● INPUT DATA
[Start of section]
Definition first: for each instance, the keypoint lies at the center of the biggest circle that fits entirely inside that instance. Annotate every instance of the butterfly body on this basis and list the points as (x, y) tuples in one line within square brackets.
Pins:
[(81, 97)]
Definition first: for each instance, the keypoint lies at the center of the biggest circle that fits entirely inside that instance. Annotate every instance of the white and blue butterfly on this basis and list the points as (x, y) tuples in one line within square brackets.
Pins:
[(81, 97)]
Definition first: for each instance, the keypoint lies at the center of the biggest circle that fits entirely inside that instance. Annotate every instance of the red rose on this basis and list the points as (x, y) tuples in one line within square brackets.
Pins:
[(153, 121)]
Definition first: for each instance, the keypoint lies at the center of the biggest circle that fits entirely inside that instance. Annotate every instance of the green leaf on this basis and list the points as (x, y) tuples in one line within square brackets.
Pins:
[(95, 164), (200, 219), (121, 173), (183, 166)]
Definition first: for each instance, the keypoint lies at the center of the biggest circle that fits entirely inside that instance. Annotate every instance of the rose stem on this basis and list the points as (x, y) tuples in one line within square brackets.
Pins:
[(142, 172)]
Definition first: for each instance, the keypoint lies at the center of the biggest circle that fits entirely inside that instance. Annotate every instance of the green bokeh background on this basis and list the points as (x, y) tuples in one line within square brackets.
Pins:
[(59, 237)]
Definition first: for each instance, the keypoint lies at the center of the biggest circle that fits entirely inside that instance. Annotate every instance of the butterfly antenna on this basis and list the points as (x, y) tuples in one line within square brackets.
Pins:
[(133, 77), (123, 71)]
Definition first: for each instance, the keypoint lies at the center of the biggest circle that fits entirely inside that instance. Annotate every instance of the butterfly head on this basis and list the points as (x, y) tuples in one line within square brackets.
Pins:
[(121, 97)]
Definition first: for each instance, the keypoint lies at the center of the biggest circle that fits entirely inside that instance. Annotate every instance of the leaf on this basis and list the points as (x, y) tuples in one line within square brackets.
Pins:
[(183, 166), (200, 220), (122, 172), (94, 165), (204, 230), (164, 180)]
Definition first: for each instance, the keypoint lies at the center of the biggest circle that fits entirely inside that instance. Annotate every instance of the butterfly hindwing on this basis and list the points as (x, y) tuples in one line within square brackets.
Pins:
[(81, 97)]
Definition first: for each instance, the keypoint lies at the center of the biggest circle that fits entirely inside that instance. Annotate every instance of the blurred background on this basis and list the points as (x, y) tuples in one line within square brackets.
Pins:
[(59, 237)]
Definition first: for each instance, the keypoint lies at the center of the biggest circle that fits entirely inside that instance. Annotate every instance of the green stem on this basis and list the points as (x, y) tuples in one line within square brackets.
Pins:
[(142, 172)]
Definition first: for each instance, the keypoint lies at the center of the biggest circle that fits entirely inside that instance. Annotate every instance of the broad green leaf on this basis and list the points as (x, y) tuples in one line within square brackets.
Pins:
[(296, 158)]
[End of section]
[Start of section]
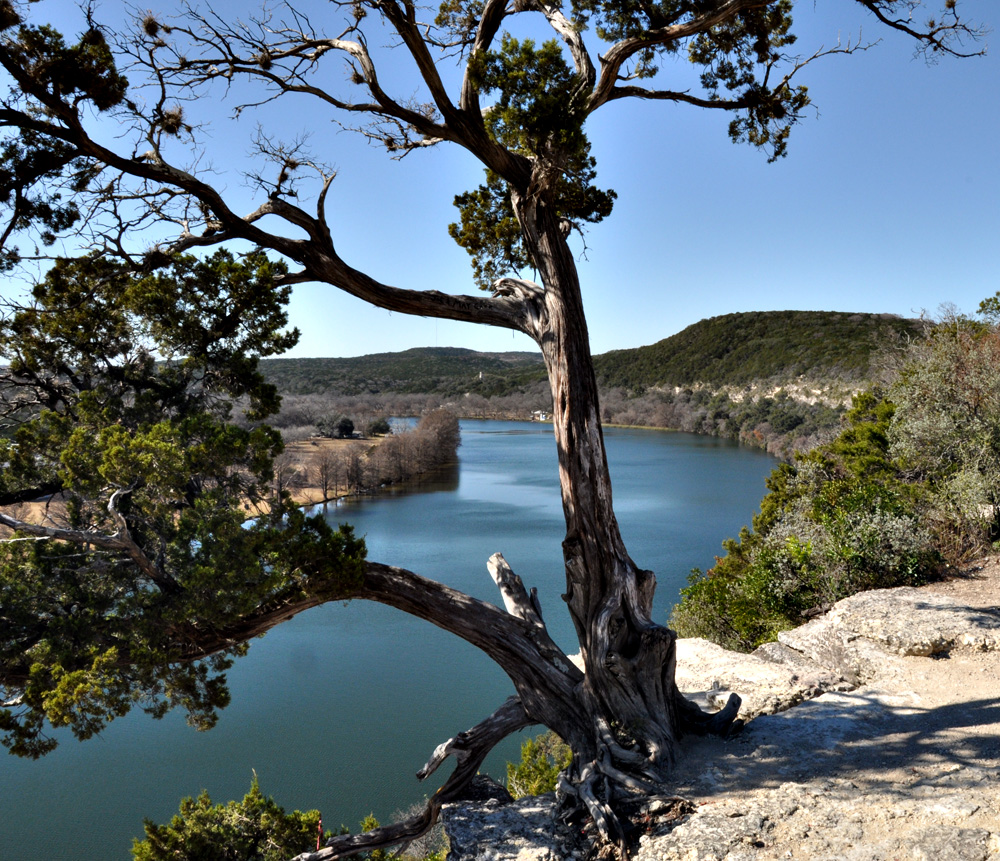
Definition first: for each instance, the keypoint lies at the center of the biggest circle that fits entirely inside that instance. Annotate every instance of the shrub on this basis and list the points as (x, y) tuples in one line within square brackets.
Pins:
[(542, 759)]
[End of section]
[Start of section]
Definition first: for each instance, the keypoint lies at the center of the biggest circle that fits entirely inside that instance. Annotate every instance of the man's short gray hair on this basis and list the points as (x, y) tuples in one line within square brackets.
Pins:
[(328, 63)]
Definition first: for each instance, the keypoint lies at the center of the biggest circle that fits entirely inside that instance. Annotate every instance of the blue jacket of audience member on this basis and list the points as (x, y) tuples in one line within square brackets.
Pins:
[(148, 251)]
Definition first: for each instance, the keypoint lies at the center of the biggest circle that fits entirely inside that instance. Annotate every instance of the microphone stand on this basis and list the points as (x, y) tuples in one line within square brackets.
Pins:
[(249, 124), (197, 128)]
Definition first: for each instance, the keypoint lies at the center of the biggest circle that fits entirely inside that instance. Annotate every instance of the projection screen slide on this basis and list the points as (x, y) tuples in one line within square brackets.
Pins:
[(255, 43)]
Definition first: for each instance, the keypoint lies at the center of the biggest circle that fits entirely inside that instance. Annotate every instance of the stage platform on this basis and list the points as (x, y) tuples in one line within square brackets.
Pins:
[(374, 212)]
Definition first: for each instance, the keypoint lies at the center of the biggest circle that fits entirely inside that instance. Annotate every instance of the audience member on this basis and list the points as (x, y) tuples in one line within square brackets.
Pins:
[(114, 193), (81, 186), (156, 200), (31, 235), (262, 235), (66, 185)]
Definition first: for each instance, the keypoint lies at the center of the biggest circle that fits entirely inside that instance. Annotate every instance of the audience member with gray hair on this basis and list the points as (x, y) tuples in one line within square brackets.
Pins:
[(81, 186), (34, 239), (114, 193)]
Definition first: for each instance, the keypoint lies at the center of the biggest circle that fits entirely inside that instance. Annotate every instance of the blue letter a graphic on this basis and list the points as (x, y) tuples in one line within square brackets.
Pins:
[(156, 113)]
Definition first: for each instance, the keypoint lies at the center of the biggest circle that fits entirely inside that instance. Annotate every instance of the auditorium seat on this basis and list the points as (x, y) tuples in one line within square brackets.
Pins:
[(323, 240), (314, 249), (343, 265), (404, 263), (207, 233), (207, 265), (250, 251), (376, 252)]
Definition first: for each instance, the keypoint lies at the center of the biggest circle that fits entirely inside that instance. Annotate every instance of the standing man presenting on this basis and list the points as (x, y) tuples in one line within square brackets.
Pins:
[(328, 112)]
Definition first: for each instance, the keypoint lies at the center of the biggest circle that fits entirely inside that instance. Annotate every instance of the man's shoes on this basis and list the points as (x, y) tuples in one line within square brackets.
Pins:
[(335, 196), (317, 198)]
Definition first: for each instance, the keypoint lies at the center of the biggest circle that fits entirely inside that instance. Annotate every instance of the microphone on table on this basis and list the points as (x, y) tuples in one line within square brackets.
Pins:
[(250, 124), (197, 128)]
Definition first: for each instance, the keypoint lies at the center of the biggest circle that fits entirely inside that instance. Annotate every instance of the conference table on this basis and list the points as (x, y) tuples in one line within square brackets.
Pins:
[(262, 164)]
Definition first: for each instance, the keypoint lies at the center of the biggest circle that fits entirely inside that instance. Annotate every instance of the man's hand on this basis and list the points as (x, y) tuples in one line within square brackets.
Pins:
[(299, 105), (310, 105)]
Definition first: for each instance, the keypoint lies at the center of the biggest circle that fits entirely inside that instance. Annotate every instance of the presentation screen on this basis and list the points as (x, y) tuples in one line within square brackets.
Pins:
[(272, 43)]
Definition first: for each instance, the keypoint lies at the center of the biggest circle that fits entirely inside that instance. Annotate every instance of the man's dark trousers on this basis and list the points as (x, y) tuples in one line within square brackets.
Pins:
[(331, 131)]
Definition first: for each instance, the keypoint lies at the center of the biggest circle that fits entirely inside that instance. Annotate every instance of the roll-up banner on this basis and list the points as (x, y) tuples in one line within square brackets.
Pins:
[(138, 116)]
[End of section]
● ABOUT THIS TASK
Lines with "screen": find them in the data and copy each one.

● TASK ANSWER
Definition first: for each instance, the keypoint lies at the center of the biggest circle that fits entirely inside that instance. Annotate every instance of the projection screen slide on this basis and list the points as (x, y) tuples in one line within square brackets.
Definition first: for each instance, the keypoint lies at the center of the biggest circle that fits entirely inside that instance. Annotate every instance of the presentation screen on this basis and list the points as (x, y) tuples in one line within square brackets.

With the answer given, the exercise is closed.